== Your task ==
Every record here must be set down once more, precisely as it reads.

Provided information section start

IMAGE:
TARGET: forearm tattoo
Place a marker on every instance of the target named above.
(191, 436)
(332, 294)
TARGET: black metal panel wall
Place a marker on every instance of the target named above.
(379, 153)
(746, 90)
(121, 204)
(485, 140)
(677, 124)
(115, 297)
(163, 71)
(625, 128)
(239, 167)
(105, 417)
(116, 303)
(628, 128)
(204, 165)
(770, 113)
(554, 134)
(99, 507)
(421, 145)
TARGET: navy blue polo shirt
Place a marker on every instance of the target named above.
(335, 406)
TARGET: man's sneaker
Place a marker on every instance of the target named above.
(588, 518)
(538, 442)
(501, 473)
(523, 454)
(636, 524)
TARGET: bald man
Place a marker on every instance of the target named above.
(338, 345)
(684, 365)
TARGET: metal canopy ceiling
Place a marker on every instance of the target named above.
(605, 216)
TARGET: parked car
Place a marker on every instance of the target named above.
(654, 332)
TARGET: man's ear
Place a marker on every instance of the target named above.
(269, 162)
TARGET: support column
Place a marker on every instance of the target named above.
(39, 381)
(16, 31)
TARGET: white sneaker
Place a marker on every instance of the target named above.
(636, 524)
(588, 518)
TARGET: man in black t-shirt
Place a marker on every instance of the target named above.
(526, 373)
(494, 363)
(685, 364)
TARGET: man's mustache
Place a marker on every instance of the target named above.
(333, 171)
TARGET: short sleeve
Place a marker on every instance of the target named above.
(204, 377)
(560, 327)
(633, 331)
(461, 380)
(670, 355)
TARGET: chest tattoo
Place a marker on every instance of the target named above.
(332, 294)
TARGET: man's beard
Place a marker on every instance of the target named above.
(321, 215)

Provided information section end

== Answer space ==
IMAGE:
TARGET: forearm tattoo
Place a marker on every instance of the target named above.
(191, 436)
(332, 294)
TARGET: black metal panel wall
Place a marker on every instance of the target named above.
(379, 153)
(746, 90)
(121, 204)
(485, 140)
(677, 124)
(115, 297)
(163, 71)
(625, 128)
(239, 167)
(105, 417)
(116, 303)
(628, 128)
(204, 165)
(770, 113)
(554, 134)
(99, 507)
(421, 145)
TARGET: navy blue polo shirt
Place a marker on every instance of the target named above.
(335, 406)
TARGET: man's sneaker
Place a marker on every instance of the target named above.
(588, 518)
(538, 442)
(501, 473)
(523, 454)
(636, 524)
TARGET: bald man
Place a marker on every instance of the target named above.
(338, 345)
(684, 365)
TARGET: metal canopy ceiling
Place a marker on every instance of the target named above.
(605, 216)
TARGET: parked car
Place a marker on every instance of the target named above.
(654, 332)
TARGET: man's ear
Place a marker on every instance of the target named above.
(269, 162)
TARGET: support column
Place a marker on every instance of the target named above.
(39, 381)
(16, 31)
TARGET: white sneaker
Place a marker on every instance of the target named above.
(636, 524)
(588, 518)
TARGET: man in black t-shirt
Place a marker on every instance of the target named above.
(526, 373)
(494, 363)
(685, 364)
TARGET: man's mustache
Place a marker on every instance of the target named above.
(333, 171)
TARGET: short sleeve
Place a marker on every instance of the target named above.
(204, 377)
(560, 327)
(633, 331)
(461, 380)
(670, 355)
TARGET: chest tattoo
Place a marker on every instance of the target named above.
(332, 294)
TARGET: man's beard
Place a marker on every instance of the target named above.
(321, 215)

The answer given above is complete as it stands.